/---

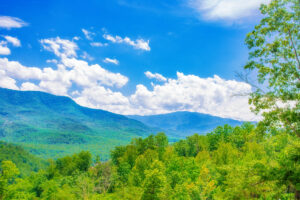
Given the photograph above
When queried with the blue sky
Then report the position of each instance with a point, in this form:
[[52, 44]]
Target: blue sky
[[131, 56]]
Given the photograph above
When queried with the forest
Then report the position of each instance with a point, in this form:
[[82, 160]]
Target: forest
[[251, 161]]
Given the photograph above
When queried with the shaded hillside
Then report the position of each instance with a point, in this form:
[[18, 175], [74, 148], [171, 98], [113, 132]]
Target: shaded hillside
[[182, 124], [52, 126], [25, 161]]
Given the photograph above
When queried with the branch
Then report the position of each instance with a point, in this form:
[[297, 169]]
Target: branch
[[294, 48]]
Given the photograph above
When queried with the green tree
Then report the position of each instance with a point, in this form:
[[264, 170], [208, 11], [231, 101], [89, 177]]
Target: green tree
[[155, 182], [8, 172], [274, 52]]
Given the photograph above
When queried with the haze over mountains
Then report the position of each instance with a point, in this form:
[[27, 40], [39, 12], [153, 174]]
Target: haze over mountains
[[53, 126], [182, 124]]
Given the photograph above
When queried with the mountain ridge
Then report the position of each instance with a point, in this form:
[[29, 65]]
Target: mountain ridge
[[184, 123]]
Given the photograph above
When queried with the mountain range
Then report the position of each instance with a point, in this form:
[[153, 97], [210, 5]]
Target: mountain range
[[182, 124], [53, 126]]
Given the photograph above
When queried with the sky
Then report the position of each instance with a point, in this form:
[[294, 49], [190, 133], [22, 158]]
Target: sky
[[140, 57]]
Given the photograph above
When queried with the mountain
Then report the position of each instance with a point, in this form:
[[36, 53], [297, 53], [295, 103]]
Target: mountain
[[25, 161], [53, 126], [182, 124]]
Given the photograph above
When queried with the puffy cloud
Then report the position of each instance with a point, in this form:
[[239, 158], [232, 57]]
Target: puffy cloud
[[7, 82], [8, 22], [229, 10], [60, 47], [88, 75], [59, 81], [52, 61], [87, 56], [4, 50], [137, 44], [156, 76], [30, 86], [109, 60], [13, 40], [102, 98], [215, 96], [98, 44], [88, 34]]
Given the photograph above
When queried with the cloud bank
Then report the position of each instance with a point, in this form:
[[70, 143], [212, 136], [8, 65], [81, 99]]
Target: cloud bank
[[137, 44], [228, 10], [8, 22], [93, 86]]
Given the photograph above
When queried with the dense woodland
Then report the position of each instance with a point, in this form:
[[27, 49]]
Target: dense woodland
[[228, 163], [251, 161]]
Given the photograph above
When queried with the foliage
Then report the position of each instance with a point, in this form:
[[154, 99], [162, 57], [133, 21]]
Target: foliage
[[274, 52], [228, 163], [25, 161]]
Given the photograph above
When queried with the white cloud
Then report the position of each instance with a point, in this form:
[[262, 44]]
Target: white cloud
[[102, 98], [98, 44], [87, 56], [11, 22], [59, 81], [30, 86], [13, 40], [137, 44], [4, 50], [213, 96], [7, 82], [88, 34], [60, 47], [156, 76], [54, 61], [109, 60], [229, 10]]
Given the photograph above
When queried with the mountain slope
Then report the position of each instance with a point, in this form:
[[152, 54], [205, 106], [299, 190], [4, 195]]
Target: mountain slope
[[25, 161], [182, 124], [53, 126]]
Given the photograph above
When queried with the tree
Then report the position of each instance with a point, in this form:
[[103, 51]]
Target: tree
[[274, 52], [8, 171], [155, 182]]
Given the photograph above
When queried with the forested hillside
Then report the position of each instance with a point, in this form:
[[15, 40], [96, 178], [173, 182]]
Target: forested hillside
[[25, 161], [250, 161], [53, 126], [228, 163], [182, 124]]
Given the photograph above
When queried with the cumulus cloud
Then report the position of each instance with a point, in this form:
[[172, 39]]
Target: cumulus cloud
[[88, 34], [54, 61], [109, 60], [137, 44], [8, 22], [4, 50], [213, 96], [93, 86], [229, 10], [60, 47], [156, 76], [98, 44], [59, 81], [87, 56], [6, 81], [13, 40]]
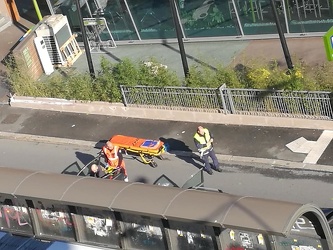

\---

Individua nei dati sopra tutte le righe che contengono la parola "green". Ricopiale.

When queried with the green tree
Target: green tree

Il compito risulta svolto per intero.